STATED EXERCISE: Copy everything from the start of the rows down to the line containing "295,143,578,314", substituting "Practice Round" for "Certification Drill" and keeping all else unchanged.

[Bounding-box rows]
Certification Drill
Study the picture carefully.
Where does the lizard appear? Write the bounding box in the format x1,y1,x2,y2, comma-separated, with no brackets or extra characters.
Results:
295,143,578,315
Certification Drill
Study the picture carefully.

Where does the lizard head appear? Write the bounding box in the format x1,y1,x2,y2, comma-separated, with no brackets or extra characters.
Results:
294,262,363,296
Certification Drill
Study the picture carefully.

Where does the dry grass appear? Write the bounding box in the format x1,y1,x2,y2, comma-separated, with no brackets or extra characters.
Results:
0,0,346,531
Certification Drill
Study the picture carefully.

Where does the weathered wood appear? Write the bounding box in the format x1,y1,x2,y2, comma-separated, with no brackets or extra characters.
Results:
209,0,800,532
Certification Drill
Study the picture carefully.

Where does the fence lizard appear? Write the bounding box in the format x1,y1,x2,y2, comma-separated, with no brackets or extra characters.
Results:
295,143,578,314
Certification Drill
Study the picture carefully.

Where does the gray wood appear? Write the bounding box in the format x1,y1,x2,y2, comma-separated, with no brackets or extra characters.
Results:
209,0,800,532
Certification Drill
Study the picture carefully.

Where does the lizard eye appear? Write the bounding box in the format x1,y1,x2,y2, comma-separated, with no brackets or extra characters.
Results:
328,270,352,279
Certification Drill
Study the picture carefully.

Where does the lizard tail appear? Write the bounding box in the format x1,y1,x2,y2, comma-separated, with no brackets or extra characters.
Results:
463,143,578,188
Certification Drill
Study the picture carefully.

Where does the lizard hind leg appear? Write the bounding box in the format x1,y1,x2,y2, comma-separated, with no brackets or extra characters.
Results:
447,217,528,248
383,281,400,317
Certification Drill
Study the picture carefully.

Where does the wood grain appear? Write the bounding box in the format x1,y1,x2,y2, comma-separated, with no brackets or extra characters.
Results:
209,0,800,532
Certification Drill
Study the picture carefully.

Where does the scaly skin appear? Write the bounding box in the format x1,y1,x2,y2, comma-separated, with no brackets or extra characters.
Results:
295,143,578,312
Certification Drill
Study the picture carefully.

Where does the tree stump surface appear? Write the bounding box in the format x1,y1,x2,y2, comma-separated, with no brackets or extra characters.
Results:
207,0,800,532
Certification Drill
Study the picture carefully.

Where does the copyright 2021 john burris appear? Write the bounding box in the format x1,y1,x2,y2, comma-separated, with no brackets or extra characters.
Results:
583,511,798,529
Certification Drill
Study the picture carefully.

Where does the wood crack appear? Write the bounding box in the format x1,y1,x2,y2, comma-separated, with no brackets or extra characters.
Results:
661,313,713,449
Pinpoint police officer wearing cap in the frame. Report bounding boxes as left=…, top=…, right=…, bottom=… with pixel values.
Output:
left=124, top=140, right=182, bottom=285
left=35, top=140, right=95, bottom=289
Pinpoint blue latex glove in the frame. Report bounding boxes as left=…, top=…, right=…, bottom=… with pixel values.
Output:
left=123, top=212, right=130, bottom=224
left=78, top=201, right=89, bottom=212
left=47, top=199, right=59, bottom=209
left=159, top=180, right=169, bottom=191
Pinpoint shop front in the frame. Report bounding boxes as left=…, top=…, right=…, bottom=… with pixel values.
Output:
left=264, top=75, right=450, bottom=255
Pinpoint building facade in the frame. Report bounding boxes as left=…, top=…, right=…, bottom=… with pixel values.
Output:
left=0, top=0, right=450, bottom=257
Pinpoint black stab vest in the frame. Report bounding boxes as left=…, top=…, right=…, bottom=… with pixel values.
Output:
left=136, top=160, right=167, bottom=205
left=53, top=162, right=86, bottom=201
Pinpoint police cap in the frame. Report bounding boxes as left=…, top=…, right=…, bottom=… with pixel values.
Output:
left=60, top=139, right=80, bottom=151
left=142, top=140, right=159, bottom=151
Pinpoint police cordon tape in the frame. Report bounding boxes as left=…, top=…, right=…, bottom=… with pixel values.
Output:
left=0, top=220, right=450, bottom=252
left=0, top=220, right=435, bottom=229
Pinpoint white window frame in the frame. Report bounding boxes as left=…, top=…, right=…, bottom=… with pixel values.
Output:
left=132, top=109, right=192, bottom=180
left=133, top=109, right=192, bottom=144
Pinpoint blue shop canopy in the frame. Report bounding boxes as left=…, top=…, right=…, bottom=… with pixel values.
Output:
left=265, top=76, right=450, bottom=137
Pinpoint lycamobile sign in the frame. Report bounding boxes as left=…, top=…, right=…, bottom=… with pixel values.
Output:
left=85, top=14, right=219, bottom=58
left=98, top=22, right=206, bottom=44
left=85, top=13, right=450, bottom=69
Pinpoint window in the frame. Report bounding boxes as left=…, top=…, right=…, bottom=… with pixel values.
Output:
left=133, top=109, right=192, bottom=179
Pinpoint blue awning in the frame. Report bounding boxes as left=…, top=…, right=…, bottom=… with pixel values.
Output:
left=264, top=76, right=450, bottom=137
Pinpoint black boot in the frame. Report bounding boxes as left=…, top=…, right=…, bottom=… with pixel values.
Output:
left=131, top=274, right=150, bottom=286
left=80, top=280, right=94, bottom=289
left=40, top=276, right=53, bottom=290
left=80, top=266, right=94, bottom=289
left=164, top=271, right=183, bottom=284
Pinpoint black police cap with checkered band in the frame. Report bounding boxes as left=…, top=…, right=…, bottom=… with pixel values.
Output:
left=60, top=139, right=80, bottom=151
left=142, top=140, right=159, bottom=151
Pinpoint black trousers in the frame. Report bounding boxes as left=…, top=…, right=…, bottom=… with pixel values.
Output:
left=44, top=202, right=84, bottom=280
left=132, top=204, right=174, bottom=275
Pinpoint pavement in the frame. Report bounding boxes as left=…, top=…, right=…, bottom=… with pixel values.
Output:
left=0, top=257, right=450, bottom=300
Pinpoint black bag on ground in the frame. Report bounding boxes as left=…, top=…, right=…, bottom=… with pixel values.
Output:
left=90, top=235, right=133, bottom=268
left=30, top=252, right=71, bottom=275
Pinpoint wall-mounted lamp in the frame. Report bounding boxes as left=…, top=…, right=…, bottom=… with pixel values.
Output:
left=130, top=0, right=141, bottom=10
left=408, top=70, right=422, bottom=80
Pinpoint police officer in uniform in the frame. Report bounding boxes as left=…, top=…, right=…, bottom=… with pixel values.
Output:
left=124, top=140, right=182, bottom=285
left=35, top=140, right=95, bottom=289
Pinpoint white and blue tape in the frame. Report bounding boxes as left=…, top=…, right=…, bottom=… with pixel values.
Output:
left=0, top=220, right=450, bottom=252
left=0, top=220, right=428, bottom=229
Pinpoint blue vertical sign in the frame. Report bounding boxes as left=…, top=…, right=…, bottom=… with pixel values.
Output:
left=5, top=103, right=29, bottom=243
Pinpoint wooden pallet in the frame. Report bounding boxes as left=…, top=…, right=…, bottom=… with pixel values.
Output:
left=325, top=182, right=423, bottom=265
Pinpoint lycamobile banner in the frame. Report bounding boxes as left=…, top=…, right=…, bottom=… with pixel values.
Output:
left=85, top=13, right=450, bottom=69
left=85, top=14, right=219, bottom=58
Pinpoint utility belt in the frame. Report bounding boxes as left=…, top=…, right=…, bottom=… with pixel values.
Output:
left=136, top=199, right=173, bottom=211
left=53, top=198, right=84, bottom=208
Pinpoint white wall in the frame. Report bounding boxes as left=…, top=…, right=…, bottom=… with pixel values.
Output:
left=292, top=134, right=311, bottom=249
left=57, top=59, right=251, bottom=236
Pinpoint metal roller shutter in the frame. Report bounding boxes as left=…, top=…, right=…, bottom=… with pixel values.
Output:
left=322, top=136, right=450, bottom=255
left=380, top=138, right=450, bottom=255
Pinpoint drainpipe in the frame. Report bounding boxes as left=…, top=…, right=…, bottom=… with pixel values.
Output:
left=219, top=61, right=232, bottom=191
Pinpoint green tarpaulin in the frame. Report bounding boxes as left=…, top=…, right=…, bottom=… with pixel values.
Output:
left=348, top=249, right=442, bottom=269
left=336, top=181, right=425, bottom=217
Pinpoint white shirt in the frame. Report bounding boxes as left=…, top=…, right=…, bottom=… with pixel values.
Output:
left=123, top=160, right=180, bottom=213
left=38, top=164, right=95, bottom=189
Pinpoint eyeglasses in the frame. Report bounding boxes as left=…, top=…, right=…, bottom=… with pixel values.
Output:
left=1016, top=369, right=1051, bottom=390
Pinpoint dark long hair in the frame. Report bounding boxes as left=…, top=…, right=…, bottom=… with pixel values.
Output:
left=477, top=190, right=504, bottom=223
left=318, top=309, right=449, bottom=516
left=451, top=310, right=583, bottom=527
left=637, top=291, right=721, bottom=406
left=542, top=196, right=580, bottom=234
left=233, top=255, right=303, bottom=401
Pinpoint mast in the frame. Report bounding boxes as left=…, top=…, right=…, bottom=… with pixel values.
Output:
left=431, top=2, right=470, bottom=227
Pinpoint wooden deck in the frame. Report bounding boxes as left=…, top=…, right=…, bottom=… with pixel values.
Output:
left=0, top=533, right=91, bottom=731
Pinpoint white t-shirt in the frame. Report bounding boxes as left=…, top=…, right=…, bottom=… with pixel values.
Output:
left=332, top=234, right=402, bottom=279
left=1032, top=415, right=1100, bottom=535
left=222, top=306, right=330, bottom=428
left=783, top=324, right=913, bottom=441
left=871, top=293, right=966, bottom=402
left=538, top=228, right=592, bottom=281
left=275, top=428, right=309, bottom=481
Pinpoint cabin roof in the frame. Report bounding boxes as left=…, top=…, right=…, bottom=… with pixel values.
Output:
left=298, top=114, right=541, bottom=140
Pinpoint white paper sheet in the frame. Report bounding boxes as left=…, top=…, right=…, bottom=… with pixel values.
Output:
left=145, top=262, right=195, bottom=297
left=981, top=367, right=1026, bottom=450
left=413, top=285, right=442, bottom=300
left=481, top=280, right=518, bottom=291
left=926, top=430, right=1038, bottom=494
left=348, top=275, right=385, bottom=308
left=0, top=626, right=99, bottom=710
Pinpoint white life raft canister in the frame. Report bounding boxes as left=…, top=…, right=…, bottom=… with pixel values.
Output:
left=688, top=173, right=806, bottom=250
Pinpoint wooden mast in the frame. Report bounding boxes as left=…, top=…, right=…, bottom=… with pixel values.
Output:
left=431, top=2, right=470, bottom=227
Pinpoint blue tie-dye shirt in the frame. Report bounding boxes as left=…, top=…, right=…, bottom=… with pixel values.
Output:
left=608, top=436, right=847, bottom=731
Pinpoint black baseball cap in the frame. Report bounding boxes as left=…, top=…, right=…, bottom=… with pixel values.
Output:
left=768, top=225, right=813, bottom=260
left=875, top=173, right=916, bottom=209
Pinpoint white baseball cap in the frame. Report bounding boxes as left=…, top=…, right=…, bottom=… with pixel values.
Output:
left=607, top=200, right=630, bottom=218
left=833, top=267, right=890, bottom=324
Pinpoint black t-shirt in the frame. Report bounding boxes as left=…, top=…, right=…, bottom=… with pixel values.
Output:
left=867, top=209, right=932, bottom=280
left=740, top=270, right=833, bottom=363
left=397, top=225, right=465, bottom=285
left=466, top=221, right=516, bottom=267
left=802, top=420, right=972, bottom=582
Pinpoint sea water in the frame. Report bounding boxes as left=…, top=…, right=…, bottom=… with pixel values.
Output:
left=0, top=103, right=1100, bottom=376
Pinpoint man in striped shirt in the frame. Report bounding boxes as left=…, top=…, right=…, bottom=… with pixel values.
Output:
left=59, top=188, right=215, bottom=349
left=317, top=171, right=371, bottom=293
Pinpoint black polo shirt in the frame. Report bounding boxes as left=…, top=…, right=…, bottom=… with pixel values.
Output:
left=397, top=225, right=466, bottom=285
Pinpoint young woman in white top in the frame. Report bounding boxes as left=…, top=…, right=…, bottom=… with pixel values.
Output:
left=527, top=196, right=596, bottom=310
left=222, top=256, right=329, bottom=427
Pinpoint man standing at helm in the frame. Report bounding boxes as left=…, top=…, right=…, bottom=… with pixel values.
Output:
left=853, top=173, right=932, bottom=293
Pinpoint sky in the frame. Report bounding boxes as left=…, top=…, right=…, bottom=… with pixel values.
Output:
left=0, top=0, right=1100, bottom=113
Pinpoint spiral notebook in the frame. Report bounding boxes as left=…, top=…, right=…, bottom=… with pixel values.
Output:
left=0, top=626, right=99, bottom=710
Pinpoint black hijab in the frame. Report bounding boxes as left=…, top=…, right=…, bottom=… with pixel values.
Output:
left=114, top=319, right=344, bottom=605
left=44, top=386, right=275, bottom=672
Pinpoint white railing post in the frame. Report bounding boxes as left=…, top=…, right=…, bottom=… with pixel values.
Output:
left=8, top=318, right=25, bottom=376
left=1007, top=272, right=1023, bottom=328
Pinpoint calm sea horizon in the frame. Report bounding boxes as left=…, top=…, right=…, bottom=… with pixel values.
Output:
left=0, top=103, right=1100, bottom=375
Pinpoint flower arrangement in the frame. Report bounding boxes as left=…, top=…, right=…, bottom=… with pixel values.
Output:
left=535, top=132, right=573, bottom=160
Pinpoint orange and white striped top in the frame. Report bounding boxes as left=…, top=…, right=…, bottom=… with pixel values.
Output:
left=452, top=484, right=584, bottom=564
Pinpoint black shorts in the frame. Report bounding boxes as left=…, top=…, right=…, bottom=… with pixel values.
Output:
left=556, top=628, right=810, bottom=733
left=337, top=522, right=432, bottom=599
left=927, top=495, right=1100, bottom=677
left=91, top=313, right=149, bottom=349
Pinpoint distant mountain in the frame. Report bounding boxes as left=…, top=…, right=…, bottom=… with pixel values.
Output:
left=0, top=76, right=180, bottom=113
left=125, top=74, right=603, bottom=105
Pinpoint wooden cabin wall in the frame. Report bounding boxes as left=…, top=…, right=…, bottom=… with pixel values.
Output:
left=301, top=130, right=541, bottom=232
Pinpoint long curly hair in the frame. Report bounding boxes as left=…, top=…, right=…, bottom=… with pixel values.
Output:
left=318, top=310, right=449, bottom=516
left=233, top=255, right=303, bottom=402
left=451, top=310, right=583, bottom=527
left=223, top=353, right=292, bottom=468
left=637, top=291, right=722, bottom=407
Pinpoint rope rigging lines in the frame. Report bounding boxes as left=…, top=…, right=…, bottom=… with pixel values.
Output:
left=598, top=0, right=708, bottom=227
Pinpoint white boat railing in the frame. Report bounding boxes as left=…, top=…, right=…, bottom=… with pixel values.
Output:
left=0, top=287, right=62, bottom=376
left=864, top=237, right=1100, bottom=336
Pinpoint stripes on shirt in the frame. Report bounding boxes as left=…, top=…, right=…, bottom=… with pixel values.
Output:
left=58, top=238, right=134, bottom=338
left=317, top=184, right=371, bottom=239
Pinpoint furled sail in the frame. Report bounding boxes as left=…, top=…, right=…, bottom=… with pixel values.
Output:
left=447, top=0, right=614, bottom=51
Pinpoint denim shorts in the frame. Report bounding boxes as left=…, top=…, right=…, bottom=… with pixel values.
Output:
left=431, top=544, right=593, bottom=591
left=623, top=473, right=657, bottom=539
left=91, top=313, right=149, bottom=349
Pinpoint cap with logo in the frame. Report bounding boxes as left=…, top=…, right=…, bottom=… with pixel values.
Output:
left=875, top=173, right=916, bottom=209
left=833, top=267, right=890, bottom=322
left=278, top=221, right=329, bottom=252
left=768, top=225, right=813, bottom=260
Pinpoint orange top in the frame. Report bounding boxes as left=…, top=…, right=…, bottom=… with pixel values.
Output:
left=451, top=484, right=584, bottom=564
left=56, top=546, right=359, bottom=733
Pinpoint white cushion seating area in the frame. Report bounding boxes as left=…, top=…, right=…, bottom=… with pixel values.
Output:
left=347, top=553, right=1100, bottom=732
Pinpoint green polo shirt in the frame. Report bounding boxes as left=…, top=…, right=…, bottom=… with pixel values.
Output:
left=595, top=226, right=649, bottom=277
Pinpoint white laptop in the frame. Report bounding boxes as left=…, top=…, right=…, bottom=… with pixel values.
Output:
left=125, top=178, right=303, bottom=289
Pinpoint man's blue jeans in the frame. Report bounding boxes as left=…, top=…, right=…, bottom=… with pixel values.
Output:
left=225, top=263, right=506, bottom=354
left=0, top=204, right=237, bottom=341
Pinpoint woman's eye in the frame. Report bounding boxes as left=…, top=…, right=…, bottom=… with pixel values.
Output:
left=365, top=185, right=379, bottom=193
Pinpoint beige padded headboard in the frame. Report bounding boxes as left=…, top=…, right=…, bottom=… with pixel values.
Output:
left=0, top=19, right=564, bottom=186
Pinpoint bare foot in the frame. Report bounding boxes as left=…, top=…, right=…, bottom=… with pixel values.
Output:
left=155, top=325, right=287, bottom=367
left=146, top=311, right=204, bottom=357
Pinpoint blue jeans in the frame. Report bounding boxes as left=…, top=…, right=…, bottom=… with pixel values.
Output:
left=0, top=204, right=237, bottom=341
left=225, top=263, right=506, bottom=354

CORRECT RESULT:
Practice Round
Study the picture carefully.
Where does the lizard appear? Write the bounding box in the format x1,y1,x2,y2, comma-separated, with no brackets or extra characters.
Results:
295,143,578,315
Practice Round
Study the picture carefully.

Where does the lizard head appear? Write the bounding box in the format x1,y1,x2,y2, comma-separated, with no brackets or extra characters.
Results:
294,262,363,296
Practice Round
Study the picture carefully.

Where does the dry grass appear? Write the bounding box in the format x1,y1,x2,y2, comma-separated, with no brackets or extra characters.
Results:
0,0,346,531
Practice Round
Study the picture carefully.

Where does the weathered wood appear? Write the bounding box in the format x1,y1,x2,y2, comma-separated, with no brackets or extra characters.
Results:
209,0,800,532
Practice Round
Study the picture carefully.

Where does the fence lizard appear? Write the bounding box in the format x1,y1,x2,y2, comma-separated, with no brackets or extra characters.
Results:
295,143,578,314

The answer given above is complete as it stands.